Work to be completed:
Write out the part of the game report starting with "Andreo Ash, strong" and going on through "the game away.", word for word.

Selected passage:
■ ■ ■ ■
ONONDAGA COUNTY – Just as was the case a year ago, it was Christian Brothers Academy standing in the way of the Liverpool boys basketball team returning to the Section III Class AA championship game.
And the result was similar – a victory by the Warriors over the Brothers Saturday in the semifinals at SRC Arena that sets up a return trip to that same venue next Sunday night at 7 p.m. to meet the same opponent, West Genesee, it beat to win the title in 2022.
However, Liverpool found this venture with CBA, won by a score of 63-48, far less stressful than the last time these two teams met.
Everyone, on both sides, was quite aware of what happened 12 months ago in this same round on this same floor, a triple-overtime epic that left the Warriors exultant in victory and the Brothers crushed in defeat.
These were different teams in 2023, though, with Liverpool bigger and stronger than its CBA counterparts and willing to press that advantage wherever it could.
From the moment the Warriors used a 9-0 run in the first quarter to erase an early 6-2 deficit, the defending sectional champions were in total control, and the root of it was a defense that had one of its best performances of the season.
Twice in the first half, Liverpool held CBA without a field goal for a stretch of at least five minutes, controlling the paint while also working outside to deny the Brothers outside shooting opportunities.
Among other things, it allowed the Warriors the ability to not rush things on offense, running where it could, but content to wait longer for open looks and spreading the production around.
Only when CBA, trailing 40-24 in the third quarter, went on an 11-2 run was any serious concern raised, but Liverpool quickly restored its double-digit margin by the final period and pulled clear.
Andreo Ash, strong everywhere on defense, and Jah’Deuir Reese finished with 18 points apiece. Bruce Wingate had 13 points, with Freddy Fowler earning six of his 11 points in the fourth quarter to help put the game away.
Getting here, for Liverpool, required getting past no. 8 seed Utica Proctor in Wednesday’s quarterfinals and, back at full strength, the Warriors put up a season-high total for points and routed the Raiders 95-59.
Wingate was back in the lineup, having missed Liverpool’s last two regular-season games, and his presence galvanized the Warriors’ attack as it steadily gained a 45-28 lead on Proctor by halftime.
It got more lopsided in the second half, Liverpool ultimately putting five players in double figures led by Wingate, who had 16 points, and Ash, who got 23 points.
Reese remained steady, earning 18 points, while Luca Latocha, Jason Lawler and Derek Grimshaw hit eight 3-pointers between them, Latoch getting 11 points, Lawler 10 points and Grimshaw nine points.
Then it was the win over CBA and a final with a West Genesee side that, with a strong closing stretch, beat Nottingham 66-57 in the other semifinal, but must try to overcome the recent history of three straight losses to Liverpool, two of them in overtime.
■ ■ ■ ■
Information given:
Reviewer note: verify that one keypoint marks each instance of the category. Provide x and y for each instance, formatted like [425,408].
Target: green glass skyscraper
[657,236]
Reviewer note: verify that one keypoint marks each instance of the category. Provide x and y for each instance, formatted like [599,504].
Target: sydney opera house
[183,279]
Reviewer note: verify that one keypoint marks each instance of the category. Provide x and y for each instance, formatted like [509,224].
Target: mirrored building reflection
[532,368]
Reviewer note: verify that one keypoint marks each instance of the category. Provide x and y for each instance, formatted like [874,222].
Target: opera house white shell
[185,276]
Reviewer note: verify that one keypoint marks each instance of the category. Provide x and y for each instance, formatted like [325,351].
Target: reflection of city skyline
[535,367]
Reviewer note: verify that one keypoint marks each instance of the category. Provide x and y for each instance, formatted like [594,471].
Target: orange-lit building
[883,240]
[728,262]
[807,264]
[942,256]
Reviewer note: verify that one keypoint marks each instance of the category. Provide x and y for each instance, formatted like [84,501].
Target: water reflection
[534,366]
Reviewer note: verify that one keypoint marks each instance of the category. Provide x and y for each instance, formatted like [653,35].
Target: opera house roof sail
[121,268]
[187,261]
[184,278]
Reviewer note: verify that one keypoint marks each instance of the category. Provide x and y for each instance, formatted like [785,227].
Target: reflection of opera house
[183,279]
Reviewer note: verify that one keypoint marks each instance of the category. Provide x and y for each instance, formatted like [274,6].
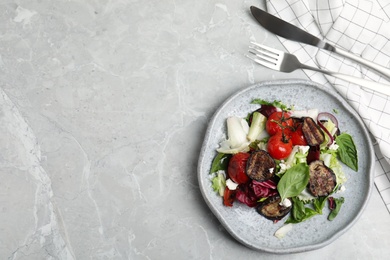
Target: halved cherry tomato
[297,136]
[279,121]
[228,197]
[237,168]
[279,146]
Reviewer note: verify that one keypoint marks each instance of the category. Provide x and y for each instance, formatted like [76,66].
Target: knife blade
[292,32]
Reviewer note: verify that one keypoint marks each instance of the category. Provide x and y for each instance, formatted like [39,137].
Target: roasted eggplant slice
[322,179]
[271,208]
[312,132]
[260,166]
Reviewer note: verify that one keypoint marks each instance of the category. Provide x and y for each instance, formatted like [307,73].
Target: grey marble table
[104,105]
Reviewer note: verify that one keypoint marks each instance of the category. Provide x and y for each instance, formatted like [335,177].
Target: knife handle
[381,69]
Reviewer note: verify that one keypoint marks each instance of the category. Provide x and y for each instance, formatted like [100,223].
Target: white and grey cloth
[361,27]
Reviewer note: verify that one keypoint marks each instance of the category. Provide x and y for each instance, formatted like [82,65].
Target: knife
[291,32]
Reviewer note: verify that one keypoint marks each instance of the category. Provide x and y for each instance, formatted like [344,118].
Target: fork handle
[376,86]
[381,69]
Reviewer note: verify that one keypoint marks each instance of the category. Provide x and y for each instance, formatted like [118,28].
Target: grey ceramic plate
[247,226]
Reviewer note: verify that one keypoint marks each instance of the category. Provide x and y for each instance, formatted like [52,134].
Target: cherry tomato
[279,146]
[297,136]
[279,121]
[228,197]
[237,168]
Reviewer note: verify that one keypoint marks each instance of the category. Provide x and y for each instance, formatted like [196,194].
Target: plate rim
[346,105]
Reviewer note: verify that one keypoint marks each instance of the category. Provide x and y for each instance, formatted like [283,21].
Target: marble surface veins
[103,110]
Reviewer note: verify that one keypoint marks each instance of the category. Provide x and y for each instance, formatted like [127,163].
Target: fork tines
[264,55]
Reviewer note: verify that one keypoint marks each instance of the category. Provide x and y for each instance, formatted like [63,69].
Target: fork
[286,62]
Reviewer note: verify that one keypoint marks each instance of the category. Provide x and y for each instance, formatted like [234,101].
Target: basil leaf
[335,211]
[294,181]
[220,162]
[319,204]
[347,151]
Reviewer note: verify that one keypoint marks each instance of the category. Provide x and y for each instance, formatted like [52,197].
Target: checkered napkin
[361,27]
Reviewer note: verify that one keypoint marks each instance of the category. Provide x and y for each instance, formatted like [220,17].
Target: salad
[278,160]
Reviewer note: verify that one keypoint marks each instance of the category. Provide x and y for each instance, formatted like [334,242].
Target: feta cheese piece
[303,148]
[231,184]
[285,203]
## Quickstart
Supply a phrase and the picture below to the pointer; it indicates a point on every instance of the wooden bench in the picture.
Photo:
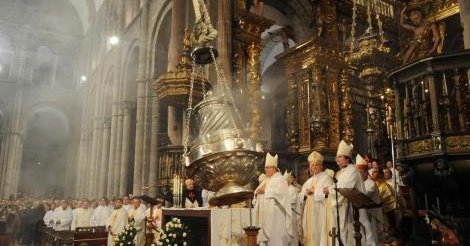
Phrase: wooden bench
(90, 236)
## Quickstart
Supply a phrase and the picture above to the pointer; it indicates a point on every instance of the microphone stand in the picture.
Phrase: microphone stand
(337, 233)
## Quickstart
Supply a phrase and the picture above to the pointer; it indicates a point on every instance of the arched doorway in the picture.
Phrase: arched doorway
(44, 161)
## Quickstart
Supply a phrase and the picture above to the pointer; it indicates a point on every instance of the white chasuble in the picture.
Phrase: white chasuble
(274, 213)
(138, 215)
(317, 216)
(349, 177)
(375, 214)
(116, 224)
(82, 218)
(62, 219)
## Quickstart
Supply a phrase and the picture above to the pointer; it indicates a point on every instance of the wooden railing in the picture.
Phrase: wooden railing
(433, 106)
(170, 162)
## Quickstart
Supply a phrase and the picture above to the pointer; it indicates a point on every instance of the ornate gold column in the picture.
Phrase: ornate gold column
(248, 49)
(254, 89)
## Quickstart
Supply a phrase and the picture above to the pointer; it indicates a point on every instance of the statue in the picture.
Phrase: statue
(203, 31)
(258, 6)
(426, 37)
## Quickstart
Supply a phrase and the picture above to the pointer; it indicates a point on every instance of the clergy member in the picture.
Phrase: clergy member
(49, 216)
(375, 230)
(154, 218)
(192, 197)
(347, 177)
(101, 213)
(126, 203)
(137, 215)
(316, 219)
(116, 222)
(274, 214)
(63, 217)
(83, 216)
(295, 204)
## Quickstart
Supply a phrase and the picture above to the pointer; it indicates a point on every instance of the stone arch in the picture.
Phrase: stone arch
(43, 67)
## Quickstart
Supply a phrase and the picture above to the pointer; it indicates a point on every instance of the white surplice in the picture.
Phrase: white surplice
(101, 215)
(375, 214)
(82, 218)
(349, 177)
(115, 224)
(274, 213)
(49, 218)
(295, 204)
(62, 219)
(139, 221)
(316, 219)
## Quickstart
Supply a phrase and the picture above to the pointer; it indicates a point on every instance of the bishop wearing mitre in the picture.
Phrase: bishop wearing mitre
(375, 215)
(316, 219)
(116, 222)
(273, 207)
(137, 215)
(347, 177)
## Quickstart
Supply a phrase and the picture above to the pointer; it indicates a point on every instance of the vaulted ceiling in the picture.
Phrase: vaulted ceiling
(86, 9)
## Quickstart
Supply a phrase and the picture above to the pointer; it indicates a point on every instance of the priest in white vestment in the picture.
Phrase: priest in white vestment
(101, 213)
(347, 177)
(116, 222)
(137, 215)
(375, 215)
(126, 203)
(49, 216)
(274, 213)
(317, 217)
(295, 204)
(63, 217)
(154, 219)
(82, 216)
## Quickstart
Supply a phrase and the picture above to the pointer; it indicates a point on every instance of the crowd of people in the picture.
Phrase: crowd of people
(24, 218)
(290, 214)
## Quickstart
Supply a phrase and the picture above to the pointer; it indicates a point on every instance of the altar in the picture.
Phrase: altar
(216, 227)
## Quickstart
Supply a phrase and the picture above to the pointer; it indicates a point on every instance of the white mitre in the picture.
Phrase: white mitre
(344, 149)
(315, 158)
(287, 175)
(271, 161)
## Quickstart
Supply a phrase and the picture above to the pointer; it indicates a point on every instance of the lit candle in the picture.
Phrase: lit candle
(426, 201)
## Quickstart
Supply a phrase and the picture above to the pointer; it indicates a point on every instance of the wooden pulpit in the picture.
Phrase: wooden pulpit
(358, 201)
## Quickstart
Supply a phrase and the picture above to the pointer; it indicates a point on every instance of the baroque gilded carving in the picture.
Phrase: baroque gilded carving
(419, 147)
(254, 88)
(458, 143)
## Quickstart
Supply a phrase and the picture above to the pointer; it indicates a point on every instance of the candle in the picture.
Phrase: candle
(438, 205)
(426, 201)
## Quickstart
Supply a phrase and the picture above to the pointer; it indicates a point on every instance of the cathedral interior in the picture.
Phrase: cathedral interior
(94, 94)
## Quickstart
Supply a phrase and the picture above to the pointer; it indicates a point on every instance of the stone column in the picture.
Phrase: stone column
(177, 32)
(224, 38)
(141, 97)
(153, 149)
(124, 166)
(465, 19)
(118, 153)
(112, 152)
(104, 161)
(254, 89)
(14, 139)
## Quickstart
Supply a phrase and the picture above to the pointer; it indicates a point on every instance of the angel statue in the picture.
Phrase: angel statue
(203, 31)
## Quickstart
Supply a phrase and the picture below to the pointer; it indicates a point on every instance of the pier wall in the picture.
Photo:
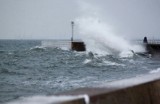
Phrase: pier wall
(139, 90)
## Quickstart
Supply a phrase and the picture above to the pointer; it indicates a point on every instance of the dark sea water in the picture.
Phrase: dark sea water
(27, 68)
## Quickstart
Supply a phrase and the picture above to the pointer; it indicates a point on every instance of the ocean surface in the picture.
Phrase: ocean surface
(29, 68)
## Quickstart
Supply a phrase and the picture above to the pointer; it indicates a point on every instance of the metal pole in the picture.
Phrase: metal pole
(72, 24)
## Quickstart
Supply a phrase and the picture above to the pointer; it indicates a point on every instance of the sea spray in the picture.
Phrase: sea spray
(99, 37)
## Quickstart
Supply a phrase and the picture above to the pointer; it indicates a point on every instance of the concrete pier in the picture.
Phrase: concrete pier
(139, 90)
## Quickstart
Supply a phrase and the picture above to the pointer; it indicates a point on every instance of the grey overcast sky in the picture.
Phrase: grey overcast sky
(50, 19)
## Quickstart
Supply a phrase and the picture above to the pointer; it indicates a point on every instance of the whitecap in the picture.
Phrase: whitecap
(49, 99)
(155, 71)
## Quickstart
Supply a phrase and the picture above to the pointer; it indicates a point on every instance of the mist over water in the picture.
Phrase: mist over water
(99, 37)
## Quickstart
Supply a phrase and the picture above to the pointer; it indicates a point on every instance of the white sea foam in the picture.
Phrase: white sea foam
(86, 61)
(49, 99)
(98, 35)
(155, 71)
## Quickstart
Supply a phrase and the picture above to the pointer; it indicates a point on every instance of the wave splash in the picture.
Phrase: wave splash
(98, 36)
(99, 39)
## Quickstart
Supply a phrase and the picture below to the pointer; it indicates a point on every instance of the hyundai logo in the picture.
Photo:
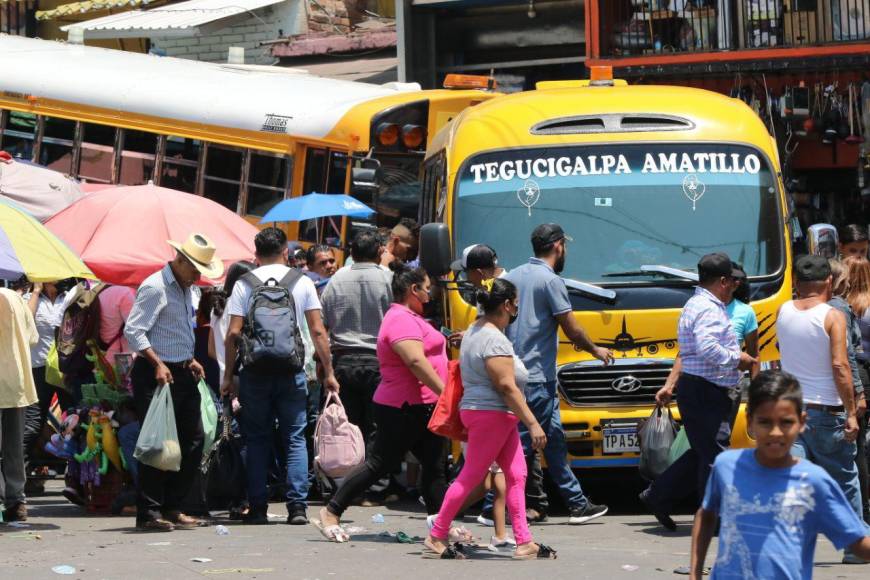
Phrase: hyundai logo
(626, 384)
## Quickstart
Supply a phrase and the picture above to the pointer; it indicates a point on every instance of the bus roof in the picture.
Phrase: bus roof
(268, 99)
(550, 117)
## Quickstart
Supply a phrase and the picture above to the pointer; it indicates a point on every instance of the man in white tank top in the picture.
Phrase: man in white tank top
(812, 343)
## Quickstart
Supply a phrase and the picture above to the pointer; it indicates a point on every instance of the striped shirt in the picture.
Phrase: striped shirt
(708, 345)
(162, 318)
(354, 304)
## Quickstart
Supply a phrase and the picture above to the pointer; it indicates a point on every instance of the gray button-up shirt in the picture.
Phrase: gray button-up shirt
(354, 304)
(162, 318)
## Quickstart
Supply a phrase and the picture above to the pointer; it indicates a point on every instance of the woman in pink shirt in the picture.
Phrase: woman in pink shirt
(413, 359)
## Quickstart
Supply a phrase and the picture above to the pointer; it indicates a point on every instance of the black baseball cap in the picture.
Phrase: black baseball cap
(548, 234)
(716, 265)
(812, 268)
(476, 256)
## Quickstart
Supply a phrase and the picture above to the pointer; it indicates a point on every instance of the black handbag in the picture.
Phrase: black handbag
(223, 469)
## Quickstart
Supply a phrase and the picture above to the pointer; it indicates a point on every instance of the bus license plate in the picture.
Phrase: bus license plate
(621, 440)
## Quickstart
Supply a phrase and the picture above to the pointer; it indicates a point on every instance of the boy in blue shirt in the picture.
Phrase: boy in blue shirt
(771, 504)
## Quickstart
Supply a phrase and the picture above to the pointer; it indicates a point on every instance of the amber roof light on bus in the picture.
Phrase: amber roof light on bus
(457, 81)
(601, 76)
(388, 134)
(413, 136)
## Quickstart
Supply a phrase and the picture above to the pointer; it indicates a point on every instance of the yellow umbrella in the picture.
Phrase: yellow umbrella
(27, 247)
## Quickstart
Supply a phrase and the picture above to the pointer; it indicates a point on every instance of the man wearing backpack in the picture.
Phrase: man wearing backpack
(160, 329)
(266, 309)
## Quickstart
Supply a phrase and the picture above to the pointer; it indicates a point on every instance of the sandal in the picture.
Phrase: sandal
(455, 535)
(544, 553)
(449, 553)
(333, 533)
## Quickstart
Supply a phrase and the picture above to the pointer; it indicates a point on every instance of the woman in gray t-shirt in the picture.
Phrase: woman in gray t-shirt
(492, 405)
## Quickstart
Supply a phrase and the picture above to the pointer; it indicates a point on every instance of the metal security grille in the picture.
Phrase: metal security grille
(629, 382)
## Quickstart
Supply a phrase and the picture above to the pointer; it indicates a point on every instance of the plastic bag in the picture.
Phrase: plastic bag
(158, 445)
(338, 443)
(656, 436)
(53, 376)
(679, 446)
(209, 417)
(445, 420)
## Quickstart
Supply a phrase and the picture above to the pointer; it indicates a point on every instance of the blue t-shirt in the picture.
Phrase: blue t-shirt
(770, 517)
(743, 319)
(542, 296)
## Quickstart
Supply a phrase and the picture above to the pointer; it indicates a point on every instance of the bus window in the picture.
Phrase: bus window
(97, 153)
(325, 172)
(223, 175)
(56, 147)
(16, 134)
(398, 195)
(267, 182)
(314, 182)
(138, 153)
(180, 161)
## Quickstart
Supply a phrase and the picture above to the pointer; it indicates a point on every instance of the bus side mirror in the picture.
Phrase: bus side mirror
(435, 255)
(365, 178)
(822, 240)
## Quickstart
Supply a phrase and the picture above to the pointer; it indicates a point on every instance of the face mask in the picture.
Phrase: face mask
(560, 263)
(514, 316)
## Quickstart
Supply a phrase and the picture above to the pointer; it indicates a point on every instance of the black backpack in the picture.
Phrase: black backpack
(271, 340)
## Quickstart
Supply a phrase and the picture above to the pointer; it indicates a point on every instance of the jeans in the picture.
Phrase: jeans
(264, 399)
(162, 492)
(35, 415)
(822, 443)
(359, 375)
(127, 437)
(399, 430)
(544, 404)
(12, 474)
(705, 410)
(312, 413)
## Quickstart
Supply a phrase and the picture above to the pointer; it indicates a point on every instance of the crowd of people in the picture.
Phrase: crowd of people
(283, 331)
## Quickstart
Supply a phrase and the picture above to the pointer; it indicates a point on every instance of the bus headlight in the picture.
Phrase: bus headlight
(388, 134)
(413, 136)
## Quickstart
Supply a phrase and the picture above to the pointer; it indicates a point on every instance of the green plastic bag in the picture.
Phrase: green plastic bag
(53, 376)
(209, 417)
(679, 446)
(158, 445)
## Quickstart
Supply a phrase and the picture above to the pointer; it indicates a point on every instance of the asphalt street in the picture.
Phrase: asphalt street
(627, 545)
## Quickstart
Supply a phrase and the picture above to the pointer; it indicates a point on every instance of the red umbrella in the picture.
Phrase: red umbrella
(121, 233)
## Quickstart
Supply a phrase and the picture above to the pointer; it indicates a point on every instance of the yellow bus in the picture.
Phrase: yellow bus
(244, 136)
(646, 179)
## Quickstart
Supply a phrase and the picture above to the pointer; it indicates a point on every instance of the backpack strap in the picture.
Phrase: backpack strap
(290, 279)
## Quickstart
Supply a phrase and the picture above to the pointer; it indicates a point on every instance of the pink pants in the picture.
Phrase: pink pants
(492, 436)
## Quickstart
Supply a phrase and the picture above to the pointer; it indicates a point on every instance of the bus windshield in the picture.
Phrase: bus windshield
(625, 206)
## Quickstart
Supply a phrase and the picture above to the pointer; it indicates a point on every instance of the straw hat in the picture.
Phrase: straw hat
(201, 253)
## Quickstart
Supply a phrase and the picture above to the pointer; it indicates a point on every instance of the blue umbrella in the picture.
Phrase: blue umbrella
(315, 205)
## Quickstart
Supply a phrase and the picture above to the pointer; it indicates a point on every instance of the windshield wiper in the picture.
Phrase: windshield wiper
(656, 269)
(591, 290)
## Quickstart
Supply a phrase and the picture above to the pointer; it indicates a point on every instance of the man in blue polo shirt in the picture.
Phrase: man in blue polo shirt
(544, 308)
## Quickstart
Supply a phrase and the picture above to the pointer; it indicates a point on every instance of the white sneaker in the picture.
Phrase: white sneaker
(507, 544)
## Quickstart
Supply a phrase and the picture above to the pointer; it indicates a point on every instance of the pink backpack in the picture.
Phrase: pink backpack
(338, 443)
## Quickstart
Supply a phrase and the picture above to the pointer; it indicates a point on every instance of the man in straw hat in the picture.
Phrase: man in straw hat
(160, 329)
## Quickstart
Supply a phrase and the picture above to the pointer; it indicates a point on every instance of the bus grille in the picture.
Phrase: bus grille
(632, 382)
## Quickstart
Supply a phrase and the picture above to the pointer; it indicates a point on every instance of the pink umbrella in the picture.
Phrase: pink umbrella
(42, 192)
(121, 233)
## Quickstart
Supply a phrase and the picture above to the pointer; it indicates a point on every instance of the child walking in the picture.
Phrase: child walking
(771, 504)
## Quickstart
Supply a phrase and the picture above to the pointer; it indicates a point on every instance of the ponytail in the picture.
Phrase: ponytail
(500, 292)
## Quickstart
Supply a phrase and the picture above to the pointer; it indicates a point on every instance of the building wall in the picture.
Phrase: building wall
(272, 22)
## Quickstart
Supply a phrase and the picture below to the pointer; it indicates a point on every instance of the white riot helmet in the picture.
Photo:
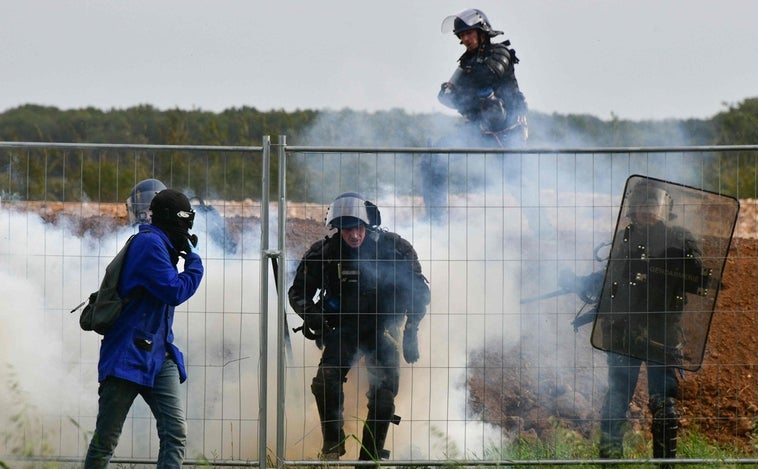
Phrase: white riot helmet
(351, 209)
(467, 20)
(138, 202)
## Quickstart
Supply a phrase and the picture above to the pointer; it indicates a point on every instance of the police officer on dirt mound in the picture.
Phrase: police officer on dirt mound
(483, 88)
(354, 289)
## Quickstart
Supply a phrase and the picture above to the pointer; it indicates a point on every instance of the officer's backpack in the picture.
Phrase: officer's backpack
(105, 305)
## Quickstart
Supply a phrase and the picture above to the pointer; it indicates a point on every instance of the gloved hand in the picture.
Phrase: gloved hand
(313, 318)
(522, 121)
(446, 88)
(191, 246)
(410, 342)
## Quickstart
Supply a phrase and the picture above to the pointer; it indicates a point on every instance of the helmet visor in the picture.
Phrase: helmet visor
(650, 202)
(352, 207)
(469, 18)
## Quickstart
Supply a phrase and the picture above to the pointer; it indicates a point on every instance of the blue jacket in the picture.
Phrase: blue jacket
(136, 345)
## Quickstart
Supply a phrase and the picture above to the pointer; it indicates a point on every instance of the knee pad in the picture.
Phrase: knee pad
(327, 381)
(381, 405)
(663, 408)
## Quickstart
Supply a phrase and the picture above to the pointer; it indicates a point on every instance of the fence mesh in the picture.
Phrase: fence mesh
(501, 363)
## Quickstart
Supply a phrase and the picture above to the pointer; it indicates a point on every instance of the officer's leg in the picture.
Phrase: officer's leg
(663, 388)
(623, 373)
(327, 388)
(384, 378)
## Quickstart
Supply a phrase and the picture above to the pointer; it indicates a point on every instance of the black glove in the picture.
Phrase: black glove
(410, 342)
(191, 245)
(313, 318)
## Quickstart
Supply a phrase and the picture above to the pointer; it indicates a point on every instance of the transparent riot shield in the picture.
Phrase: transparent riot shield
(664, 271)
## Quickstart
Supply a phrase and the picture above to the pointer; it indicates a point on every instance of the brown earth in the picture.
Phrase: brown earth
(720, 400)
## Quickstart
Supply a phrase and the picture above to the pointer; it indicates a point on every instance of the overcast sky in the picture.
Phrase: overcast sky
(636, 59)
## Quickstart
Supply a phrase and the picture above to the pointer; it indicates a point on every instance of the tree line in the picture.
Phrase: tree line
■ ■ ■ ■
Output for this task:
Andreo Ash, strong everywhere on defense, and Jah’Deuir Reese finished with 18 points apiece. Bruce Wingate had 13 points, with Freddy Fowler earning six of his 11 points in the fourth quarter to help put the game away.